■ **PROBLEMS TO SOLVE**
1: In the memorandum, how has CFCU decided that disputes under works contracts will be resolved?
2: Reproduce everything in the memorandum from "Supplementary memorandum submitted" down to "by international arbitration.".
** Opening READING PASSAGE block **
Select Committee on Business and Enterprise Written Evidence


Supplementary memorandum submitted by Black & Veatch Ltd

A PRACTICAL CRITIQUE OF DISPUTE RESOLUTION PROCEDURES SELECTED BY THE TURKISH CENTRAL FINANCE AND CONTRACTS UNIT IN SERVICE CONTRACTS FUNDED BY EUROPEAN UNION EXTERNAL AID

THE ISSUE

  The Turkish government has decided that any disputes arising between it and consultants it engages in connection with European Union (EU) funded infrastructure projects, shall be adjudicated in the Turkish public courts. Credible evidence indicates that the Turkish public courts suffer from corruption and cannot be relied on to determine disputes expeditiously or fairly. Consultancies from EU member states which have much to contribute to these projects, may therefore be deterred from taking part in these projects. The Turkish government's decision contrasts with its approach to contractors whose disputes will be adjudicated by international arbitration.

THE BACKGROUND

  The EU has agreed with the Government of Turkey that the EU will provide finance from its general budget for external assistance, to projects aimed at improving environmental protection and ensuring compliance with EU directives on control of water pollution. These projects, and the EU's financial contributions to them, are being administered by a Central Finance and Contracts Unit (CFCU) established within the Government of the Republic of Turkey.

  CFCU will engage contractors and consultants to deliver projects. In the terminology of the procurement procedures under which the EU requires these projects to be tendered and administered, contracts awarded to consultants are called "service contracts" and contracts for construction works are known as "works contracts". CFCU establishes the terms of service contracts and works contracts using template forms of contract prescribed by the EU but, unlike other development aid agencies, the EU is not prescriptive in relation to the procedures for resolution of disputes under service contracts.

  CFCU has resolved that works contracts shall provide for resolution of disputes by international arbitration, but that disputes under service contracts shall be resolved by the Turkish public courts. CFCU is aware of non-Turkish consultants' concerns about the involvement of the Turkish courts in the resolution of disputes arising under these contracts, and that service contracts do not align with works contracts in this regard.
** Closing READING PASSAGE block **
** Opening STUDY MATERIAL block **
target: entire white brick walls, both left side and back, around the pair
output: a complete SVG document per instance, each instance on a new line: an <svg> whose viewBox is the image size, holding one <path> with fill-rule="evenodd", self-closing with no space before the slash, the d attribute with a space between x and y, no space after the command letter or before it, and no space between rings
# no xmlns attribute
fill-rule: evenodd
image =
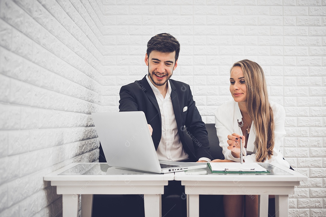
<svg viewBox="0 0 326 217"><path fill-rule="evenodd" d="M90 113L118 110L161 32L180 41L172 78L191 85L207 123L231 100L231 65L263 67L287 114L284 156L309 177L289 216L325 216L325 11L325 0L0 0L0 216L61 215L43 176L97 160Z"/></svg>

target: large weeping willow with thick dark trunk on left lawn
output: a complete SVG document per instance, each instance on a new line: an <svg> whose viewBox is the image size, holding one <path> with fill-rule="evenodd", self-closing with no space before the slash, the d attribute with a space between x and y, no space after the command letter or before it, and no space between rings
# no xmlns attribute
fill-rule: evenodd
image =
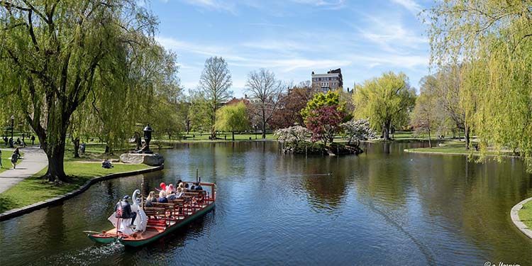
<svg viewBox="0 0 532 266"><path fill-rule="evenodd" d="M48 180L63 167L70 117L92 92L113 92L135 57L138 35L155 19L135 0L0 1L1 90L19 109L48 157ZM105 86L104 79L113 79ZM9 99L7 99L9 101ZM5 101L5 99L4 99Z"/></svg>

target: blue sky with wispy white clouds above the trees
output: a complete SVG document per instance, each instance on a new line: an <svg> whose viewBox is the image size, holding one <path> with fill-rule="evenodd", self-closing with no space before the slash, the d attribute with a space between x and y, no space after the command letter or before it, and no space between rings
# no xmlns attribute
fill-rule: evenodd
<svg viewBox="0 0 532 266"><path fill-rule="evenodd" d="M197 87L206 58L221 56L243 96L248 73L270 69L297 84L341 67L344 88L382 72L404 72L412 86L428 74L430 0L153 0L157 40L177 54L186 90Z"/></svg>

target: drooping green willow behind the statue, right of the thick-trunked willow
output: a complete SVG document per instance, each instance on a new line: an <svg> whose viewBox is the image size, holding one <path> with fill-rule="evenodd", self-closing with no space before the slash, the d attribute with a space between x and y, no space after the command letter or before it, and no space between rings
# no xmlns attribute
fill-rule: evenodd
<svg viewBox="0 0 532 266"><path fill-rule="evenodd" d="M181 88L175 56L152 38L137 38L148 45L135 51L127 72L98 80L102 86L115 89L98 90L84 104L89 112L82 117L92 120L92 133L106 143L108 153L121 148L146 123L154 128L155 136L178 134L182 128L177 112Z"/></svg>

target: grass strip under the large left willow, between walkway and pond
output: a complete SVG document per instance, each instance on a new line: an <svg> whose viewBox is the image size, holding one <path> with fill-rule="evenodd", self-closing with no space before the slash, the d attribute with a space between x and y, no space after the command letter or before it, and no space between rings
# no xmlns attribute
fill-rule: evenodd
<svg viewBox="0 0 532 266"><path fill-rule="evenodd" d="M148 165L125 165L120 163L113 163L113 165L114 167L111 169L104 169L101 167L101 162L65 160L65 172L72 180L70 183L60 186L55 186L40 179L46 172L46 169L43 169L33 175L33 177L24 179L0 194L0 213L66 194L81 187L87 180L94 177L150 168Z"/></svg>

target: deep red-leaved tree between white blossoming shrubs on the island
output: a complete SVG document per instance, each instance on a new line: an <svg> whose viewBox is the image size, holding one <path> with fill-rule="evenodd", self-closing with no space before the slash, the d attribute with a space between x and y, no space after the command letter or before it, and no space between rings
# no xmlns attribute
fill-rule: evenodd
<svg viewBox="0 0 532 266"><path fill-rule="evenodd" d="M322 140L324 145L332 143L334 136L340 131L345 113L338 105L324 105L314 109L306 118L306 128L312 131L313 140Z"/></svg>

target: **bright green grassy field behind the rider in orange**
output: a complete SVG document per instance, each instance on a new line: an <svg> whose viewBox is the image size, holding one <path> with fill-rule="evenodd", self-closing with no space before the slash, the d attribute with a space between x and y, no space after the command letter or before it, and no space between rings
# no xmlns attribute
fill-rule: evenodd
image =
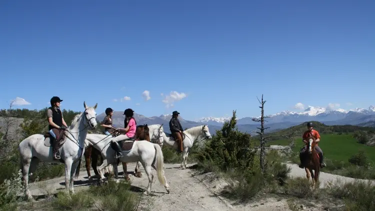
<svg viewBox="0 0 375 211"><path fill-rule="evenodd" d="M368 158L375 162L375 147L357 143L352 134L320 134L319 146L324 157L331 160L348 162L348 158L363 150ZM289 140L274 140L267 145L287 145ZM298 152L303 146L302 138L295 139L294 152Z"/></svg>

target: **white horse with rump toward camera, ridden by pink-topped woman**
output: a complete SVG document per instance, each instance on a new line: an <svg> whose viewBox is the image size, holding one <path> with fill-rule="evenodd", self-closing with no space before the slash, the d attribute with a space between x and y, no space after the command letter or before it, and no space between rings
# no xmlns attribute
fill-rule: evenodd
<svg viewBox="0 0 375 211"><path fill-rule="evenodd" d="M123 143L132 144L132 146L129 150L122 151L123 157L117 159L115 158L115 151L111 147L112 138L113 137L108 137L107 135L102 134L90 134L86 137L87 141L91 142L93 147L98 149L101 152L101 156L103 157L103 163L97 167L97 171L100 174L100 182L102 182L104 178L101 169L103 169L108 164L112 164L115 174L115 181L118 182L118 162L140 161L148 176L148 185L146 191L144 191L144 194L148 195L151 192L151 184L153 179L151 167L153 167L157 171L159 182L164 185L166 191L169 193L169 184L166 181L163 169L164 157L161 151L161 147L158 144L151 143L147 140L137 140L130 141L130 143Z"/></svg>

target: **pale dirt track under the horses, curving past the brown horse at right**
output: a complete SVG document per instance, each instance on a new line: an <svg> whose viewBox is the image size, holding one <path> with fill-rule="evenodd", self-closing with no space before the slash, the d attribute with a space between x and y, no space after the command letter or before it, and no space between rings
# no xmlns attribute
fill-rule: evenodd
<svg viewBox="0 0 375 211"><path fill-rule="evenodd" d="M225 186L225 182L221 179L214 178L212 173L194 175L192 169L179 169L180 164L165 163L164 171L167 182L170 186L170 193L167 194L165 188L160 185L157 180L156 172L152 170L154 175L154 182L152 184L151 196L144 196L140 202L139 210L289 210L286 199L284 198L264 198L259 201L248 203L248 204L235 204L229 202L218 196L221 187ZM296 164L287 163L291 167L290 176L302 176L305 177L304 169L299 168ZM191 165L189 165L191 166ZM135 167L135 163L128 164L128 169L132 170ZM119 165L119 172L122 172L122 167ZM134 177L129 174L131 178L131 184L133 186L142 188L142 191L147 187L148 179L144 173L143 168L142 178ZM94 175L91 171L91 175ZM122 175L119 176L121 179ZM325 186L328 181L335 182L335 179L341 179L342 181L354 181L354 178L329 174L320 173L321 186ZM75 190L82 188L88 188L90 183L87 180L86 171L81 171L79 178L74 182ZM55 193L59 190L63 190L64 176L35 182L30 184L30 191L32 195L45 195L47 191L49 193ZM46 191L47 190L47 191ZM310 209L305 209L310 210ZM311 210L320 210L314 209Z"/></svg>

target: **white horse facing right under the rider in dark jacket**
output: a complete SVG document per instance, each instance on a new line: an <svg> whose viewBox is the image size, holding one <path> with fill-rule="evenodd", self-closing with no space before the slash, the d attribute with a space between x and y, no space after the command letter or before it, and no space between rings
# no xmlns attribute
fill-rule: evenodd
<svg viewBox="0 0 375 211"><path fill-rule="evenodd" d="M152 138L158 138L160 137L160 134L163 139L163 142L161 145L165 144L167 148L172 148L172 149L177 150L178 143L174 140L174 138L171 136L170 133L159 132L157 130L154 130L152 133ZM182 137L183 138L182 140L183 154L182 154L182 162L181 162L182 169L186 168L187 155L189 154L189 150L192 147L192 144L198 137L201 137L202 138L201 140L212 138L211 134L209 133L207 125L194 126L183 131L183 137Z"/></svg>

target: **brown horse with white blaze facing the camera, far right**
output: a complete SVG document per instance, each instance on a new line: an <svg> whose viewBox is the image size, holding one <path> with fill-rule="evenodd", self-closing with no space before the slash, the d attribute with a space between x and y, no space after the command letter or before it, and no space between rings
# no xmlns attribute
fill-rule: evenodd
<svg viewBox="0 0 375 211"><path fill-rule="evenodd" d="M307 140L307 149L303 153L303 165L304 170L306 171L307 179L310 180L311 177L311 186L315 187L315 185L318 184L319 181L320 159L318 152L315 150L315 145L317 144L315 142L315 138L313 136L310 136L307 138ZM312 170L314 170L314 172L312 172Z"/></svg>

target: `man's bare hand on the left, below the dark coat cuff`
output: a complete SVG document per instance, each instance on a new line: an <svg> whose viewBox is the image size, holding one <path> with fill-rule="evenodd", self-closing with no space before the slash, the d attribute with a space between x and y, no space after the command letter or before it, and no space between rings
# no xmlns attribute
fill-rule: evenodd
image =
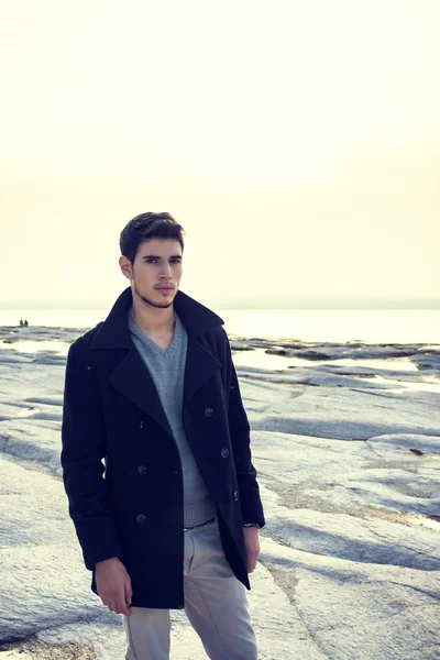
<svg viewBox="0 0 440 660"><path fill-rule="evenodd" d="M130 575L118 557L99 561L96 564L96 583L98 594L110 612L131 616L130 608L133 595Z"/></svg>

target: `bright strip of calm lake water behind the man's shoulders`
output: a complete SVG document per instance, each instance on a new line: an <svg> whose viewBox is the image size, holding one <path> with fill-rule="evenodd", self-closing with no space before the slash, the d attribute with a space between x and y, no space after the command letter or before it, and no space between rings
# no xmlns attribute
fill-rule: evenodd
<svg viewBox="0 0 440 660"><path fill-rule="evenodd" d="M302 341L440 343L439 309L219 309L229 334ZM0 310L0 326L92 328L109 309Z"/></svg>

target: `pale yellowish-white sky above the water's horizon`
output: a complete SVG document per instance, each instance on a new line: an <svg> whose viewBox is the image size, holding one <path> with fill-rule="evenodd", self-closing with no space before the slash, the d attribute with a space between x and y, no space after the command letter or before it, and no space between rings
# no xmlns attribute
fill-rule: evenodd
<svg viewBox="0 0 440 660"><path fill-rule="evenodd" d="M439 34L438 0L1 0L0 302L112 301L144 211L205 304L438 297Z"/></svg>

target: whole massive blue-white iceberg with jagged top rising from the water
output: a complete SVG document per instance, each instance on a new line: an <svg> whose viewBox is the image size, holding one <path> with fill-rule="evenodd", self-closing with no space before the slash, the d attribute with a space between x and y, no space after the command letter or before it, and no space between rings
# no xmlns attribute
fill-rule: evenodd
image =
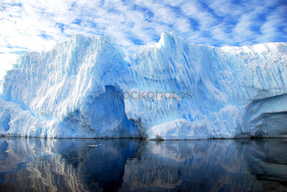
<svg viewBox="0 0 287 192"><path fill-rule="evenodd" d="M172 33L126 54L75 35L28 52L1 81L0 135L52 138L287 137L287 44L194 44ZM191 98L110 98L111 92ZM99 99L100 98L100 99Z"/></svg>

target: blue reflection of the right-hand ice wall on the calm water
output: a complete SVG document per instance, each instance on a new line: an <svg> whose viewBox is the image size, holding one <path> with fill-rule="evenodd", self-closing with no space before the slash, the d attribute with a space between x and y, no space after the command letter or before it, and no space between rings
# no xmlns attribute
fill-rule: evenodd
<svg viewBox="0 0 287 192"><path fill-rule="evenodd" d="M255 144L250 141L142 141L135 158L127 160L122 186L130 191L286 190L249 174L249 154Z"/></svg>

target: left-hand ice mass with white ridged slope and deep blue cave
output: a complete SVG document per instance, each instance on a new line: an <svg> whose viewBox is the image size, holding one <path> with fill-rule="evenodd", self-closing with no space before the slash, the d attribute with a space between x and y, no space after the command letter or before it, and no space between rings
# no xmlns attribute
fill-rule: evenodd
<svg viewBox="0 0 287 192"><path fill-rule="evenodd" d="M140 137L124 101L129 63L110 36L75 35L44 53L26 53L3 79L0 133L33 137ZM7 123L8 122L8 123ZM9 124L9 126L7 125Z"/></svg>

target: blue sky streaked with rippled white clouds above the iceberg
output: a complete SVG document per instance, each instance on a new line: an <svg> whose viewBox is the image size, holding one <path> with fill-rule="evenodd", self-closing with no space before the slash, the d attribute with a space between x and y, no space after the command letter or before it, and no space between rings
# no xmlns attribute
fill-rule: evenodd
<svg viewBox="0 0 287 192"><path fill-rule="evenodd" d="M112 35L133 54L162 32L212 46L287 42L287 1L0 0L0 76L23 53L74 34Z"/></svg>

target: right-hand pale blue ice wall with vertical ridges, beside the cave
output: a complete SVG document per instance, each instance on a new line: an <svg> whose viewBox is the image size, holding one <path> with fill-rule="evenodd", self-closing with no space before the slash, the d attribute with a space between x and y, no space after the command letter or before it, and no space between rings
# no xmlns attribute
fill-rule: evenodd
<svg viewBox="0 0 287 192"><path fill-rule="evenodd" d="M192 92L192 98L130 98L127 117L144 137L286 137L287 45L197 45L162 33L131 61L131 92Z"/></svg>

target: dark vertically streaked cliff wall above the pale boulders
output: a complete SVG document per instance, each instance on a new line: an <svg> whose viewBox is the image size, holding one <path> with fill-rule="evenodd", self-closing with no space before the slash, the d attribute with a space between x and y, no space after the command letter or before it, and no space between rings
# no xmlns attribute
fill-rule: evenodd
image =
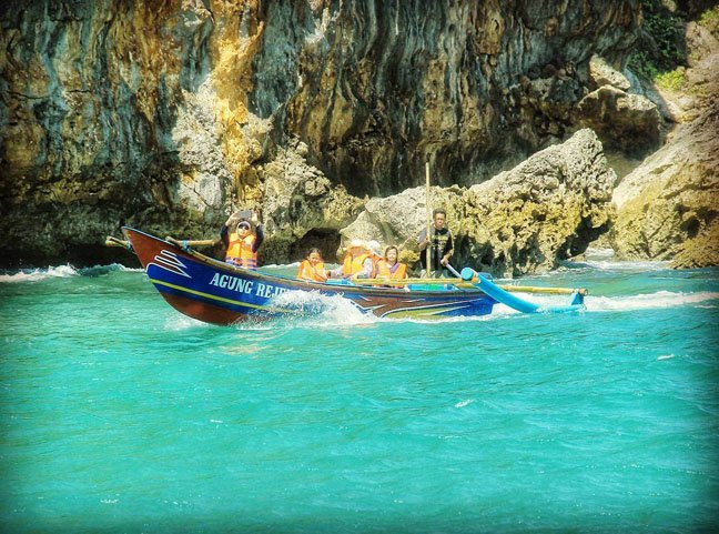
<svg viewBox="0 0 719 534"><path fill-rule="evenodd" d="M273 32L300 51L273 56L253 94L273 97L262 114L286 101L317 167L369 195L421 184L428 159L438 184L470 185L561 139L589 58L621 58L639 20L631 1L321 4Z"/></svg>

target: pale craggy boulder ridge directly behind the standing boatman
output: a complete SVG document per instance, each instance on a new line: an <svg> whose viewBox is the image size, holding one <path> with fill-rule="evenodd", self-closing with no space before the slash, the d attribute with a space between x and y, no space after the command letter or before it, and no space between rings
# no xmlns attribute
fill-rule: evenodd
<svg viewBox="0 0 719 534"><path fill-rule="evenodd" d="M447 211L455 266L516 276L556 268L586 250L614 215L615 172L590 130L580 130L512 171L469 189L432 189L432 206ZM373 199L343 238L397 244L416 261L416 235L426 225L424 188Z"/></svg>

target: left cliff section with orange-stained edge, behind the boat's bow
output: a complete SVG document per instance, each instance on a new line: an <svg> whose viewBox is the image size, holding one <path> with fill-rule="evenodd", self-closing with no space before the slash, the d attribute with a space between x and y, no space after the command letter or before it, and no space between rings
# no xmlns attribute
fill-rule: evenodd
<svg viewBox="0 0 719 534"><path fill-rule="evenodd" d="M3 261L103 261L122 224L216 232L236 169L215 120L232 95L207 77L234 16L199 2L2 2Z"/></svg>

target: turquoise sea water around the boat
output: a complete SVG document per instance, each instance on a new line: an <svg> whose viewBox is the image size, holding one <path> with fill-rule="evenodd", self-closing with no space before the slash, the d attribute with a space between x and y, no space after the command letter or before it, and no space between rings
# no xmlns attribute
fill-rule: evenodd
<svg viewBox="0 0 719 534"><path fill-rule="evenodd" d="M6 272L0 531L717 532L719 270L589 258L518 281L579 313L237 328Z"/></svg>

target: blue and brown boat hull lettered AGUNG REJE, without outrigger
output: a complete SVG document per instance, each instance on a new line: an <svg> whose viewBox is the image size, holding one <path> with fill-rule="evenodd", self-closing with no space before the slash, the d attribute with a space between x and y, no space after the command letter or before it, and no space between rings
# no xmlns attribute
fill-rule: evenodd
<svg viewBox="0 0 719 534"><path fill-rule="evenodd" d="M479 290L407 291L303 282L236 268L135 229L123 228L123 232L164 300L206 323L226 325L296 314L296 309L282 304L281 295L291 291L340 295L379 318L487 315L497 302Z"/></svg>

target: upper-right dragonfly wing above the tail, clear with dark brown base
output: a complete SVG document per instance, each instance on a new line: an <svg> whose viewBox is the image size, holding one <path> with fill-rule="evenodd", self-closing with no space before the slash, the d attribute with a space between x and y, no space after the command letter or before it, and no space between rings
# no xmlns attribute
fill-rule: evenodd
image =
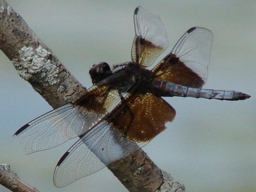
<svg viewBox="0 0 256 192"><path fill-rule="evenodd" d="M208 76L212 40L212 32L208 29L189 29L152 71L158 80L201 88Z"/></svg>

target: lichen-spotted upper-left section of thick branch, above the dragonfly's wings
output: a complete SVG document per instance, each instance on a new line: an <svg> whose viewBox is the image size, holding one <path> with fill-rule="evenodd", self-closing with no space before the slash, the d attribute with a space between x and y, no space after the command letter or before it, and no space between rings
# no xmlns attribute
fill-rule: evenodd
<svg viewBox="0 0 256 192"><path fill-rule="evenodd" d="M0 49L20 77L53 108L74 99L84 87L5 1L0 1Z"/></svg>

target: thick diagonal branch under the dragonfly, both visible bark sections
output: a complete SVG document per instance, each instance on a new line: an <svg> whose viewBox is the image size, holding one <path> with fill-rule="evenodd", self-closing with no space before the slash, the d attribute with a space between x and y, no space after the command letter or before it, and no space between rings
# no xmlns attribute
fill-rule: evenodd
<svg viewBox="0 0 256 192"><path fill-rule="evenodd" d="M85 89L4 0L0 0L0 49L20 77L53 108ZM108 169L129 191L185 191L183 184L160 170L142 149L108 165Z"/></svg>

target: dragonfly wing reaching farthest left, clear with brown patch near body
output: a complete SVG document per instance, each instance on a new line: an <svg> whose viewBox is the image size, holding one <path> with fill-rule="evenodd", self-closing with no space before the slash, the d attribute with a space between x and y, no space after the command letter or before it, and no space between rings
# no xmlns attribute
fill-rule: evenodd
<svg viewBox="0 0 256 192"><path fill-rule="evenodd" d="M87 132L120 101L117 90L95 85L71 103L24 125L14 136L21 139L27 154L53 148Z"/></svg>

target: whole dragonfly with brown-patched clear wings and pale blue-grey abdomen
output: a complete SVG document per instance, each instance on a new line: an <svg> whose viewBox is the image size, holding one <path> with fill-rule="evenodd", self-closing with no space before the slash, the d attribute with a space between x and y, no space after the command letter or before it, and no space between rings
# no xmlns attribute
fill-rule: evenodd
<svg viewBox="0 0 256 192"><path fill-rule="evenodd" d="M21 127L27 154L79 140L60 158L56 187L97 172L146 145L172 122L175 109L162 96L244 100L241 92L202 89L207 79L212 32L190 28L156 67L148 70L168 46L162 21L142 7L134 11L132 61L94 65L93 86L76 99Z"/></svg>

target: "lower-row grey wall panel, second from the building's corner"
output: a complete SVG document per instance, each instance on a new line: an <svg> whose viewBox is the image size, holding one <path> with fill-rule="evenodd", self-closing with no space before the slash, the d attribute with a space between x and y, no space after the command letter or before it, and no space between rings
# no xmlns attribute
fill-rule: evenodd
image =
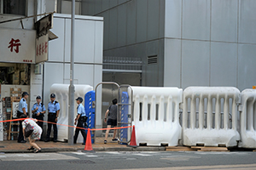
<svg viewBox="0 0 256 170"><path fill-rule="evenodd" d="M210 42L182 42L182 88L209 86Z"/></svg>

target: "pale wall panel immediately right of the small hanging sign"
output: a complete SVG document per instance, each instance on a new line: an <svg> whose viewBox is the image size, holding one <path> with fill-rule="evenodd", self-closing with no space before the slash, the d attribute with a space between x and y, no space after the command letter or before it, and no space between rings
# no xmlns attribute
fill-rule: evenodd
<svg viewBox="0 0 256 170"><path fill-rule="evenodd" d="M65 42L65 20L54 18L54 27L50 31L54 32L57 39L49 41L49 61L63 61Z"/></svg>

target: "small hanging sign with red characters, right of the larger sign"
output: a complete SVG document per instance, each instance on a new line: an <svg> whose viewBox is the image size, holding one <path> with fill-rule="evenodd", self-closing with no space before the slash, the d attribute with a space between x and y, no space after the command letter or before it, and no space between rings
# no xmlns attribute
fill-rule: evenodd
<svg viewBox="0 0 256 170"><path fill-rule="evenodd" d="M48 60L48 34L36 41L36 63Z"/></svg>

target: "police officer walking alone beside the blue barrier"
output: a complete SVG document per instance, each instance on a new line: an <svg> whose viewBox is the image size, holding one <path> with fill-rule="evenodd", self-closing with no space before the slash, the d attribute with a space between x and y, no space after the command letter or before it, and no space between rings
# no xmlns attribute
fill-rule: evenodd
** Closing STUDY MATERIAL block **
■ **WRITTEN RESPONSES**
1: By international arbitration.

2:
Supplementary memorandum submitted by Black & Veatch Ltd

A PRACTICAL CRITIQUE OF DISPUTE RESOLUTION PROCEDURES SELECTED BY THE TURKISH CENTRAL FINANCE AND CONTRACTS UNIT IN SERVICE CONTRACTS FUNDED BY EUROPEAN UNION EXTERNAL AID

THE ISSUE

  The Turkish government has decided that any disputes arising between it and consultants it engages in connection with European Union (EU) funded infrastructure projects, shall be adjudicated in the Turkish public courts. Credible evidence indicates that the Turkish public courts suffer from corruption and cannot be relied on to determine disputes expeditiously or fairly. Consultancies from EU member states which have much to contribute to these projects, may therefore be deterred from taking part in these projects. The Turkish government's decision contrasts with its approach to contractors whose disputes will be adjudicated by international arbitration.